§ PROBLEM TO SOLVE: Repeat word for word the lines of the listing below, from the line with "Every instance of the blonde" through the end of the listing, both ends included.

Named object pointing entries:
__________________________________________________

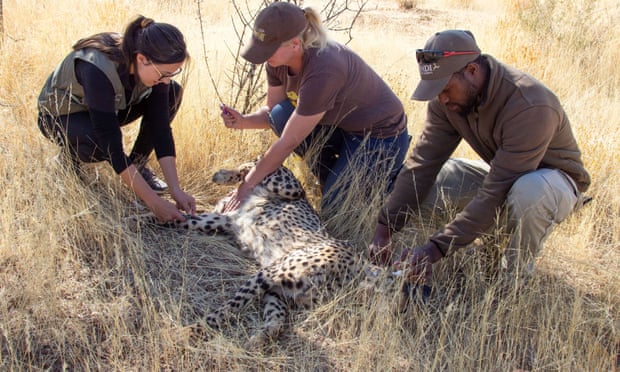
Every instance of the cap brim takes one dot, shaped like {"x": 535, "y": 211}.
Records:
{"x": 258, "y": 52}
{"x": 429, "y": 89}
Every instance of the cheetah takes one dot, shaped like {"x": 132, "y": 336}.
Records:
{"x": 301, "y": 264}
{"x": 274, "y": 220}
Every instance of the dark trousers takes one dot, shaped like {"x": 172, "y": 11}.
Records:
{"x": 331, "y": 152}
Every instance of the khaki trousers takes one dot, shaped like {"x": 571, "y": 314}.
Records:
{"x": 536, "y": 202}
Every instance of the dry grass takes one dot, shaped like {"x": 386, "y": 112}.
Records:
{"x": 79, "y": 290}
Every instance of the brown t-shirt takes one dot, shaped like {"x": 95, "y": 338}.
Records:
{"x": 339, "y": 82}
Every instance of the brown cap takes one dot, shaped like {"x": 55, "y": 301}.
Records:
{"x": 277, "y": 23}
{"x": 438, "y": 61}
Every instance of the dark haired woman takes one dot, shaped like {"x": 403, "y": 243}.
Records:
{"x": 110, "y": 80}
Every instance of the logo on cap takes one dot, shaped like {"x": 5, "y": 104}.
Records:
{"x": 428, "y": 68}
{"x": 259, "y": 33}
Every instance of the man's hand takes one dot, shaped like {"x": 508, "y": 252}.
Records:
{"x": 380, "y": 249}
{"x": 417, "y": 263}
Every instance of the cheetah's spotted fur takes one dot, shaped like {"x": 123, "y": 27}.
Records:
{"x": 300, "y": 262}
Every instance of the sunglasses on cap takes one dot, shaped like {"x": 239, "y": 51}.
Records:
{"x": 430, "y": 56}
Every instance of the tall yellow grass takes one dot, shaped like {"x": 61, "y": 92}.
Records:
{"x": 80, "y": 290}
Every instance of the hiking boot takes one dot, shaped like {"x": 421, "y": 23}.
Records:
{"x": 156, "y": 183}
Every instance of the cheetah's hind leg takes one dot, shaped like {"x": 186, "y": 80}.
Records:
{"x": 275, "y": 311}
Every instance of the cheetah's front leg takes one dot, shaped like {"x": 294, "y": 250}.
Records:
{"x": 209, "y": 223}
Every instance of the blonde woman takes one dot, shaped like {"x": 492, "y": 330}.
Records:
{"x": 320, "y": 93}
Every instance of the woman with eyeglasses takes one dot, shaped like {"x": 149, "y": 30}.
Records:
{"x": 108, "y": 81}
{"x": 325, "y": 104}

__________________________________________________

§ RESPONSE:
Every instance of the blonde woman takes one dot, shaped like {"x": 492, "y": 330}.
Records:
{"x": 320, "y": 93}
Every instance of the woman with eyeglasses takes one dot, shaped like {"x": 149, "y": 30}.
Records:
{"x": 108, "y": 81}
{"x": 325, "y": 104}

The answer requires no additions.